Labeled-object pointing listing
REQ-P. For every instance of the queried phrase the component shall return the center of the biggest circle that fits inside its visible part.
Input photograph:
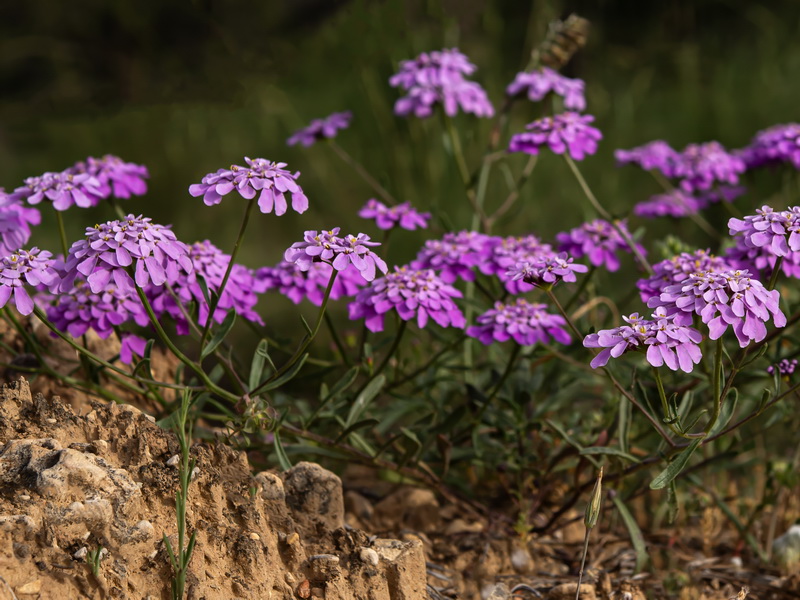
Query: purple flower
(567, 132)
(115, 177)
(778, 230)
(455, 256)
(15, 223)
(547, 270)
(537, 84)
(677, 269)
(785, 368)
(109, 251)
(701, 166)
(210, 263)
(598, 240)
(499, 255)
(722, 299)
(526, 323)
(25, 268)
(320, 129)
(421, 294)
(676, 203)
(438, 78)
(267, 179)
(327, 246)
(404, 215)
(296, 284)
(775, 145)
(662, 338)
(79, 309)
(653, 155)
(62, 189)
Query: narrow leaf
(675, 467)
(364, 398)
(635, 533)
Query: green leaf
(635, 533)
(675, 467)
(355, 427)
(364, 398)
(609, 452)
(288, 376)
(219, 334)
(726, 412)
(257, 364)
(283, 460)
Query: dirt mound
(70, 484)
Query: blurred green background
(188, 87)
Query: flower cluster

→ Work to do: Can you rename "leaf" to "blade" throughout the listing above and give the whole listing back with nothing else changed? Leave the pictures out.

→ Expected answer:
REQ-P. For every instance of the queried phrase the component shall return the center of the biggest circle that fits inside its visible part.
Input photograph:
Query: purple flower
(567, 132)
(115, 177)
(778, 230)
(455, 256)
(15, 223)
(547, 270)
(537, 84)
(677, 269)
(785, 368)
(109, 251)
(701, 166)
(210, 263)
(598, 240)
(499, 255)
(722, 299)
(526, 323)
(25, 268)
(320, 129)
(421, 294)
(676, 203)
(438, 78)
(267, 179)
(327, 246)
(404, 215)
(296, 284)
(775, 145)
(662, 338)
(79, 309)
(653, 155)
(62, 189)
Query: narrow blade
(675, 467)
(364, 398)
(635, 533)
Query: green blade
(635, 533)
(675, 467)
(355, 427)
(364, 398)
(609, 452)
(288, 376)
(219, 334)
(726, 412)
(257, 364)
(283, 460)
Query: dirt mound
(70, 484)
Query: blurred green background
(188, 87)
Query: flower cluster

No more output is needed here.